依頼内容 1 =>
抜粋文によると、喫茶店のカウンター席で隣になった男性は、友達と不幸だと言い合っていた筆者たちに何と言ったか。

抜粋文 =>
__________________________________________________
この1ヶ月を早いと感じる一方で、元職場に通っていた日々がはるか昔のことに思えます。

特に何をするでもないですが、今のところ全然退屈はしていません。
イチゴを植えたり、生ごみ堆肥づくりに挑戦してみたり、100円グッズを駆使して机周りを快適にしてみたり、米粉でスコーンを作ってみたり、YouTube見まくったり。
あー、幸せだなあ、としみじみと感じます。
そういう時は口に出して言います。
そしてついでに慈悲の瞑想。
「生きとし生けるものが幸せでありますように」

日々の生活の中で幸せを感じることがとても増えました。
部屋に陽の光が差しているだけで幸せです。
ストーブでぬくぬくできるだけで幸せです。
ご飯が美味しく食べられることがとても幸せです。

10年くらい前に喫茶店のカウンター席でたまたま隣になった男性の言葉をよく思い出します。
私より少し若いくらいのお兄さんでした。
友達とコーヒーを飲みながら不幸だ不幸だと言い合っていたら、「お二人は幸せの基準が高いんですね」というようなことを言われた。
__________________________________________________
抽出資料 =>

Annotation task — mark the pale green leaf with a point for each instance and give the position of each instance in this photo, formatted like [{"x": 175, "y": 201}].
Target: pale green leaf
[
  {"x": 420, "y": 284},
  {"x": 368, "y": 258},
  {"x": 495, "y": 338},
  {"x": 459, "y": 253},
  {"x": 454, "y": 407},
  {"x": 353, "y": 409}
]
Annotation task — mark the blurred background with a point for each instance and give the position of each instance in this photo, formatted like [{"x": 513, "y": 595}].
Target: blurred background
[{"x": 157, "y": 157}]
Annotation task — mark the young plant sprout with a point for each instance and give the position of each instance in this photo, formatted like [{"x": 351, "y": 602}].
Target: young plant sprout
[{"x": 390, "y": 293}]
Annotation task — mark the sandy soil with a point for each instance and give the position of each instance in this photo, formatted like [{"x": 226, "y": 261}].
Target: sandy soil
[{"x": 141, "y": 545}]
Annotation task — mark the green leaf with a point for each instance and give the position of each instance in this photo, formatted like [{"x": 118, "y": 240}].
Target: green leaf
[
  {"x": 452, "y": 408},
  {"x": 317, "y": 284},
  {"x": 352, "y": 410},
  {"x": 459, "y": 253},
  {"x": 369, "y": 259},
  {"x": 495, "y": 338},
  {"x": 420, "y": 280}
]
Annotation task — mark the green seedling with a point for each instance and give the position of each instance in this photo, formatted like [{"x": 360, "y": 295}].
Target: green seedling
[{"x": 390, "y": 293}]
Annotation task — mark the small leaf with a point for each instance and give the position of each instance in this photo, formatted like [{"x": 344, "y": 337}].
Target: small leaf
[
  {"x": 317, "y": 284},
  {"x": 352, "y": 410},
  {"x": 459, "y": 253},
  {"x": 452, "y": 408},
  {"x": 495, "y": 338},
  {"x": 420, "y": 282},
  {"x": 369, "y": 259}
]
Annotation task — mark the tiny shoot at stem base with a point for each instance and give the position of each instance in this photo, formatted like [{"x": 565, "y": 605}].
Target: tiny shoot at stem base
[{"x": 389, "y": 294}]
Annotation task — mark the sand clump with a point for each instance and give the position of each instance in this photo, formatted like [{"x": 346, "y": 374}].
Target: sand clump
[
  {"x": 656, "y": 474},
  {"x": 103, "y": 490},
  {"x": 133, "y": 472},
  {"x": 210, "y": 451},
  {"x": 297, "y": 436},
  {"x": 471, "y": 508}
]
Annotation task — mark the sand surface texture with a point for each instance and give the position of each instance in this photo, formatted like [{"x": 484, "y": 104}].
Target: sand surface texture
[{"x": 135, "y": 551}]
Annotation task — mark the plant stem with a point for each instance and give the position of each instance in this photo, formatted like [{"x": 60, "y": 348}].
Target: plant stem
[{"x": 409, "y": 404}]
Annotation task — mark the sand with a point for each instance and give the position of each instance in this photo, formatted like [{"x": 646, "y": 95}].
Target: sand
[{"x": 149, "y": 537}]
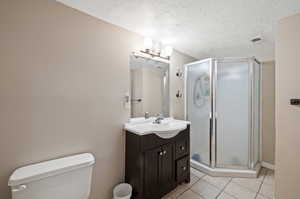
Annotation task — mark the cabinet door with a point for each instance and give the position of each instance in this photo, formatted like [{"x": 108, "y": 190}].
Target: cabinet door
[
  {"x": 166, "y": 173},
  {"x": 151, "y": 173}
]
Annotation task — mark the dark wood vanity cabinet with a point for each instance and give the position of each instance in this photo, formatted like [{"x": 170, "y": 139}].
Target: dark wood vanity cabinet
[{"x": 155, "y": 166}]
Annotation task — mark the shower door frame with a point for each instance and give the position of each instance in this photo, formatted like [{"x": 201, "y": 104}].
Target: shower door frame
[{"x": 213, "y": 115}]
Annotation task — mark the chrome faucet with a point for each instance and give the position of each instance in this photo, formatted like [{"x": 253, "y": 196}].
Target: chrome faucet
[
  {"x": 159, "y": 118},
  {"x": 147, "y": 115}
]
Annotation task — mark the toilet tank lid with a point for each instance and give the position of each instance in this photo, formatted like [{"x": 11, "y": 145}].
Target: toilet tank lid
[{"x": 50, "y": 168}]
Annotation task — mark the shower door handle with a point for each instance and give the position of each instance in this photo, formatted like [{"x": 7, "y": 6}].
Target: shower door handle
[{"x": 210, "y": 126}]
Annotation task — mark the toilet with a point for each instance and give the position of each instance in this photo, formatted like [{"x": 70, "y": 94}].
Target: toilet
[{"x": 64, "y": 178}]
__________________________________________________
依頼内容 2 =>
上の行のうち、「sandy」という文字列を含むものをすべて抜き出してください。

記述解答 1 =>
「お二人は幸せの基準が高いんですね」というようなことを言った。

記述解答 2 =>
Annotation task — mark the sandy soil with a point for each instance and give the position of each instance in this photo, formatted like [{"x": 226, "y": 261}].
Target: sandy soil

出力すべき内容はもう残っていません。